Natural language region descriptions
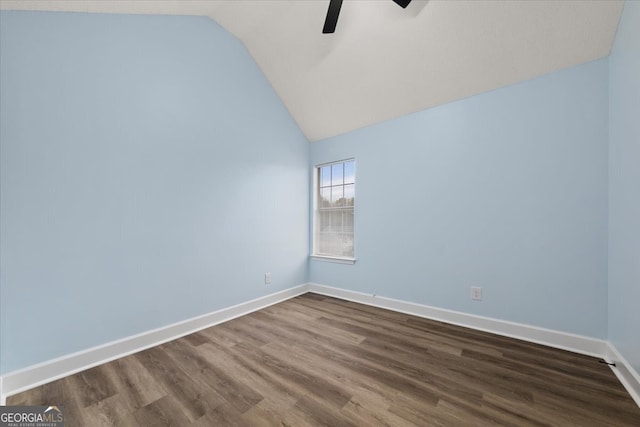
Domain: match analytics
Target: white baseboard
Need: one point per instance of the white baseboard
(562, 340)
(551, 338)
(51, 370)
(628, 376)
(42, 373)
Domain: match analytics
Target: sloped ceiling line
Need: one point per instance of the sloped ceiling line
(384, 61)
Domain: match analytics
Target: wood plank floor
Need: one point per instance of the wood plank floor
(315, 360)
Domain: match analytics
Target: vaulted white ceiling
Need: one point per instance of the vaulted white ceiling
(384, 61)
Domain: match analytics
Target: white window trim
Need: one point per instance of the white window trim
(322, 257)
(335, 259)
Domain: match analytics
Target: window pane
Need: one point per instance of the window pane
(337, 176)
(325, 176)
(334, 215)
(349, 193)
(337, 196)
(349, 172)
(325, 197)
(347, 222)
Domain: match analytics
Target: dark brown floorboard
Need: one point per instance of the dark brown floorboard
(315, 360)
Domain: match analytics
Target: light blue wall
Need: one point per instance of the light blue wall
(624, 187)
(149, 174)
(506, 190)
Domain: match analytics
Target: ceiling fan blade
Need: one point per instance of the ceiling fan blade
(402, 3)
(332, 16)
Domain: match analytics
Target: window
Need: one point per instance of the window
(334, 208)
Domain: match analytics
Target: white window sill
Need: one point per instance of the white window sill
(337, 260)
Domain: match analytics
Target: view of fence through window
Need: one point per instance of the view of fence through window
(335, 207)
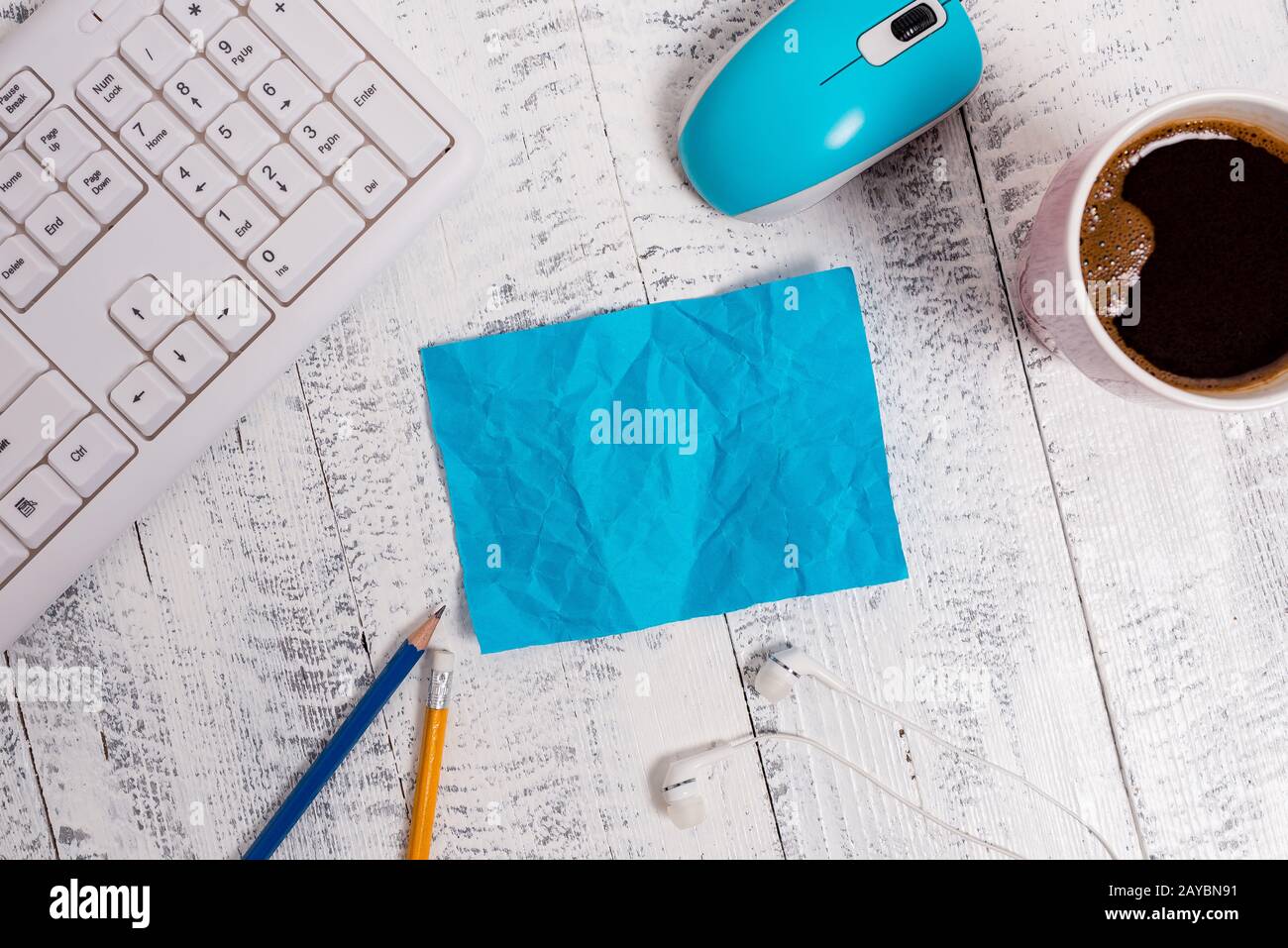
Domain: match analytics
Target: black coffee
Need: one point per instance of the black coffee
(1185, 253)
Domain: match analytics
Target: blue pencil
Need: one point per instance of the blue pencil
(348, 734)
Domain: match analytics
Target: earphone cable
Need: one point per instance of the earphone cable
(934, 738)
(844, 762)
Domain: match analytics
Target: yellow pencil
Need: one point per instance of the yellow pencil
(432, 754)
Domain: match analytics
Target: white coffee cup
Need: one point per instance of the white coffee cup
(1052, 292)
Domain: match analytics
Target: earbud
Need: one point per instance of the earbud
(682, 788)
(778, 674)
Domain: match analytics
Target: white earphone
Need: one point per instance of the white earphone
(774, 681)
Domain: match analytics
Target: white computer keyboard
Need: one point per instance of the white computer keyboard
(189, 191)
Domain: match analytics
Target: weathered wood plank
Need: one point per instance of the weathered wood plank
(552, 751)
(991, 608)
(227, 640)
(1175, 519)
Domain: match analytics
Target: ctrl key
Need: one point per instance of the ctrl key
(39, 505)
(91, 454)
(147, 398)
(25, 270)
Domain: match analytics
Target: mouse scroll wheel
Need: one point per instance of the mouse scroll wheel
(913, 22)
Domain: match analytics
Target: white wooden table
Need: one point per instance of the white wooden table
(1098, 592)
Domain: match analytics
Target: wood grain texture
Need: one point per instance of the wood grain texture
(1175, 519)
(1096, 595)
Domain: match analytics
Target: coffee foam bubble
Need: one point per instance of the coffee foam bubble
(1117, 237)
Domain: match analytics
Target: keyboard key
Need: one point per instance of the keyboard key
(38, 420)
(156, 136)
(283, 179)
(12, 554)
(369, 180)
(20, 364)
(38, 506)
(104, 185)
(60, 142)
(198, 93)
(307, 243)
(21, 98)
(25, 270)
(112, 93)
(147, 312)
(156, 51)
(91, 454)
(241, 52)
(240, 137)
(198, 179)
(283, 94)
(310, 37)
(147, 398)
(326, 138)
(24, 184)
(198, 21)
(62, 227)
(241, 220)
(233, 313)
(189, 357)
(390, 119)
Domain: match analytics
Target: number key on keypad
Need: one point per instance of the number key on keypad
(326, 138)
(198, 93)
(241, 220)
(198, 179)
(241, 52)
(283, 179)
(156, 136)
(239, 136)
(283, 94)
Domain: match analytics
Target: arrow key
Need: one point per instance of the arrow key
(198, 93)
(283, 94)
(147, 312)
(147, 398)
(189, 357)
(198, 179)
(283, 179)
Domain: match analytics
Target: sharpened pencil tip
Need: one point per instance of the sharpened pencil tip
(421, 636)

Task to complete »
Without the pictures, give all of the entries above again exactly.

Output for this task »
Domain: match analytics
Target: white baseboard
Need: one point per instance of the white baseboard
(562, 340)
(551, 338)
(51, 370)
(628, 376)
(42, 373)
Domain: match analytics
Target: sloped ceiling line
Need: one point per instance of the sloped ceiling line
(384, 61)
Domain: match analytics
Target: wood plank floor
Need: one point per instance of the wood plank floor
(315, 360)
Domain: match analytics
Target: vaulted white ceiling
Need: one point per instance of the vaulted white ceiling
(384, 61)
Domain: match analytics
Target: white window trim
Need: one point per instance of the white window trim
(322, 257)
(335, 259)
Domain: match analytics
Target: window pane
Need: one point per instance of the window pane
(337, 176)
(325, 176)
(334, 215)
(349, 193)
(337, 196)
(349, 172)
(325, 197)
(347, 222)
Domain: match analytics
Target: dark brown floorboard
Need: one point per instance of the dark brown floorboard
(315, 360)
Domain: match analytics
Target: light blue wall
Need: one point per instance of the light blue wall
(624, 187)
(149, 174)
(506, 190)
Domain: match analytics
Target: ceiling fan blade
Need: one point per instance of the ceiling fan blade
(402, 3)
(332, 16)
Domain: match analytics
Target: window
Need: one point per instance of the window
(334, 208)
Domain: match analytics
Target: white window sill
Need: one point per instance of the white window sill
(337, 260)
Domain: match analytics
Target: view of fence through window
Need: one point per instance of the view of fence through window
(335, 207)
Domain: match analytics
Target: black coffee
Need: one point per instance of the black coffee
(1185, 253)
Domain: match analytics
Target: blue pencil
Need: one point per instance of the blue pencil
(348, 734)
Domain: match analytics
Target: earphone cable
Need: one point per instance of the earphone cable
(934, 738)
(844, 762)
Domain: match analytics
Target: yellow pencil
Need: one point per instance of the yellow pencil
(432, 754)
Domain: match analytics
Target: white coffee cup
Need: one point per instance of the white coffee cup
(1052, 292)
Domain: match analytics
Target: earbud
Need: one point per instance of the earbud
(682, 788)
(778, 674)
Domain: match analytics
Target: white earphone
Need: one point per instance of the white earphone
(774, 681)
Domain: match analytics
Target: white computer keyboard
Need: one point per instance of the white computer keyboard
(189, 191)
Domain: match analytics
Target: weathered wood plank
Need: one point per instance of the weathered wood plank
(552, 751)
(991, 608)
(227, 640)
(1175, 519)
Domain: match analytics
Target: ctrl key
Need: one point per instance of the ctrl key
(39, 505)
(91, 454)
(147, 398)
(25, 270)
Domain: match analytics
Target: mouse scroll wheel
Need: one point per instance of the mouse scroll wheel
(913, 22)
Domain: match analytics
Target: white wooden table
Need: one point per instance of the white wooden table
(1098, 592)
Domain: match analytics
Target: wood grain texture
Need: one point per instance of the wood grain texture
(1175, 519)
(1096, 595)
Domain: match analytics
Target: coffee foam bubble
Need: one point per instance of the coffee foam bubble
(1117, 237)
Domain: match analytics
Target: keyboard key
Need: one point per instance of the keyboard key
(38, 420)
(156, 136)
(283, 179)
(12, 554)
(369, 180)
(20, 364)
(38, 506)
(104, 185)
(60, 142)
(198, 93)
(307, 243)
(21, 98)
(25, 270)
(112, 93)
(147, 312)
(156, 51)
(91, 454)
(241, 52)
(240, 137)
(198, 179)
(283, 94)
(310, 37)
(147, 398)
(326, 138)
(24, 184)
(198, 21)
(62, 227)
(241, 220)
(233, 313)
(189, 357)
(390, 119)
Domain: match analytics
Target: number key on keypad
Need: one point per instance of the number key on keypad
(326, 138)
(198, 93)
(241, 220)
(198, 179)
(241, 52)
(283, 179)
(156, 136)
(239, 136)
(283, 94)
Domain: match analytics
Target: arrow key
Need: one point per instance of the arrow key
(198, 93)
(283, 94)
(147, 312)
(147, 398)
(189, 357)
(198, 179)
(283, 179)
Domain: match analytics
Target: sharpened pencil tip
Need: one point per instance of the sharpened pencil tip
(421, 636)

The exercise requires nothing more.